→ What you need to do: The answer must be a bare number: the count of lines below that contain "bottle".

→ Supplied material:

<<<<

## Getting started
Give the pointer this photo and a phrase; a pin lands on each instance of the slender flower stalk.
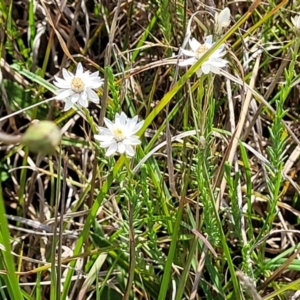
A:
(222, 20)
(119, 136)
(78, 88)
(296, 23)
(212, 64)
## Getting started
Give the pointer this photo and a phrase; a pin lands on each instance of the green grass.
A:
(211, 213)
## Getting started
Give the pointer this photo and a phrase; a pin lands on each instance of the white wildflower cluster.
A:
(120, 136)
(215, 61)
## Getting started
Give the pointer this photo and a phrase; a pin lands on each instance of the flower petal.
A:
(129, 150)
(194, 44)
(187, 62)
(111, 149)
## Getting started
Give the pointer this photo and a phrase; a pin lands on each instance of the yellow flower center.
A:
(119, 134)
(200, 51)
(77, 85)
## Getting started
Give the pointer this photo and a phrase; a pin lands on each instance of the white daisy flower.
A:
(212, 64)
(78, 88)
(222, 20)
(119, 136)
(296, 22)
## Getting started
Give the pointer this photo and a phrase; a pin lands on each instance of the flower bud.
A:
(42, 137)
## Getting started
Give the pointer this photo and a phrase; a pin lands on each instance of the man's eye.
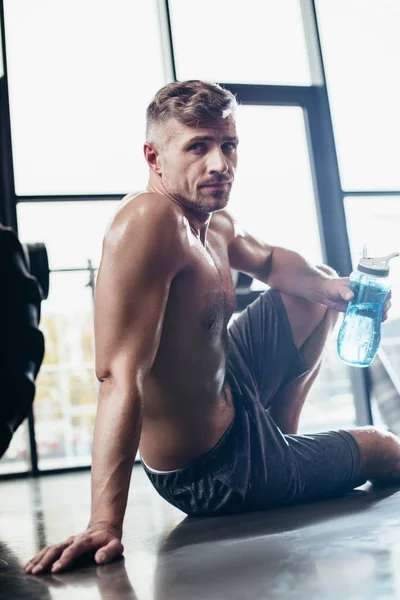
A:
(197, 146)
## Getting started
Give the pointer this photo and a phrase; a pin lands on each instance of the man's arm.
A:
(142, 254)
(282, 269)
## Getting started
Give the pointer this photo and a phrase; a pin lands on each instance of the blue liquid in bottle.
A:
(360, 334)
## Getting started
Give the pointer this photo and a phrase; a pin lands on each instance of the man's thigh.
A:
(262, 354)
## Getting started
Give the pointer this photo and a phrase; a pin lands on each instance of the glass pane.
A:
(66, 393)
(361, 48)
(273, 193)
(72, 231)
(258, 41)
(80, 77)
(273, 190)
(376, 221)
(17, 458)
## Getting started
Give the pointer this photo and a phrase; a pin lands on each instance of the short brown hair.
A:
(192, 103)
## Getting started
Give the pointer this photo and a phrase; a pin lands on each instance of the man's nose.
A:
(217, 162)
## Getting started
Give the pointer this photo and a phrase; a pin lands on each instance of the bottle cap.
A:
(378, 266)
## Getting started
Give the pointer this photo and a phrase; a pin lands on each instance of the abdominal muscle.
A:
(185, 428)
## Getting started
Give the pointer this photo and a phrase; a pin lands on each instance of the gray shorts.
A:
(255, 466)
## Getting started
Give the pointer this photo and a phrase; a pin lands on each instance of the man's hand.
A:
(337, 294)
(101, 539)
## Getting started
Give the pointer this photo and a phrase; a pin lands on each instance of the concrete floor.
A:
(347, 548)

>>>>
<<<<

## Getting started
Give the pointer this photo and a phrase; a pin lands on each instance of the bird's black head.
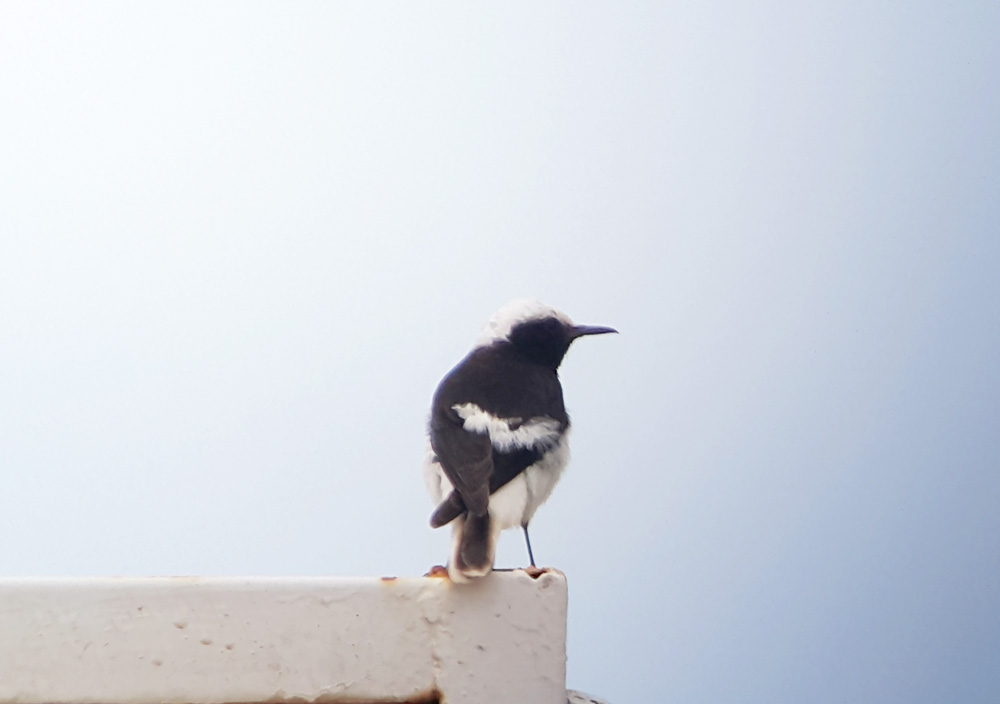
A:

>>>>

→ Task result: 2